- **TEXT BLOCK**
Re: [RFC PATCH 0/6] Enable shared device assignment

[Date Prev][Date Next][Thread Prev][Thread Next][Date Index][Thread Index]

 



Hi Paolo,

Kindly ping for this thread. The in-place page conversion is discussed
at Linux Plumbers. Does it give some direction for shared device
assignment enabling work?

Thanks
Chenyi

On 8/16/2024 11:02 AM, Chenyi Qiang wrote:
> Hi Paolo,
> 
> Hope to draw your attention. As TEE I/O would depend on shared device
> assignment and we introduce this RDM solution in QEMU. Now, Observe the
> in-place private/shared conversion option mentioned by David, do you
> think we should continue to add pass-thru support for this in-qemu page
> conversion method? Or wait for the option discussion to see if it will
> change to in-kernel conversion.
> 
> Thanks
> Chenyi
> 
> On 7/25/2024 3:21 PM, Chenyi Qiang wrote:
>> Commit 852f0048f3 ("RAMBlock: make guest_memfd require uncoordinated
>> discard") effectively disables device assignment with guest_memfd.
>> guest_memfd is required for confidential guests, so device assignment to
>> confidential guests is disabled. A supporting assumption for disabling
>> device-assignment was that TEE I/O (SEV-TIO, TDX Connect, COVE-IO
>> etc...) solves the confidential-guest device-assignment problem [1].

- **INSTRUCTION A**
Please summarize the mailing-list thread on shared device assignment in three sentences.
- **INSTRUCTION B**
Write the next few lines of the mailing-list thread on shared device assignment, picking up after its final sentence.

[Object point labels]
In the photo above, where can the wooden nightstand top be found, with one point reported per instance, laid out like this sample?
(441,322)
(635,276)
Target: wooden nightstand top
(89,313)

- **WRITTEN RESPONSE A**
Chenyi Qiang pings Paolo on the thread, noting that in-place page conversion was discussed at Linux Plumbers and asking whether that gives direction for the shared device assignment work. An earlier message asked whether to keep adding pass-thru support for the in-QEMU page conversion method or to wait and see if the discussion moves conversion into the kernel. The original cover letter explains that commit 852f0048f3 effectively disables device assignment with guest_memfd, which confidential guests require, so device assignment to confidential guests is disabled.

- **WRITTEN RESPONSE B**
>> That turns out not to be the case because TEE I/O depends on being able
>> to operate devices against "shared"/untrusted memory for device
>> initialization and error recovery scenarios.
>>
>> This series utilizes an existing framework named RamDiscardManager to
>> notify VFIO of page conversions. However, there's still one concern
>> related to the semantics of RamDiscardManager which is used to manage
>> the memory plug/unplug state. This is a little different from the memory
>> shared/private in our requirement. See the "Open" section below for more
>> details.
>>
>> Background
>> ==========
>> Confidential VMs have two classes of memory: shared and private memory.
>> Shared memory is accessible from the host/VMM while private memory is
>> not. Confidential VMs can decide which memory is shared/private and
>> convert memory between shared/private at runtime.
>>
>> "guest_memfd" is a new kind of fd whose primary goal is to serve guest
>> private memory. The key differences between guest_memfd and normal memfd
>> are that guest_memfd is spawned by a KVM ioctl, bound to its owner VM and
>> cannot be mapped, read or written by userspace.
>>
>> In QEMU's implementation, shared memory is allocated with normal methods
>> (e.g. mmap or fallocate) while private memory is allocated from
>> guest_memfd. When a VM performs memory conversions, QEMU frees pages via
>> madvise() or via PUNCH_HOLE on memfd or guest_memfd from one side and
>> allocates new pages from the other side.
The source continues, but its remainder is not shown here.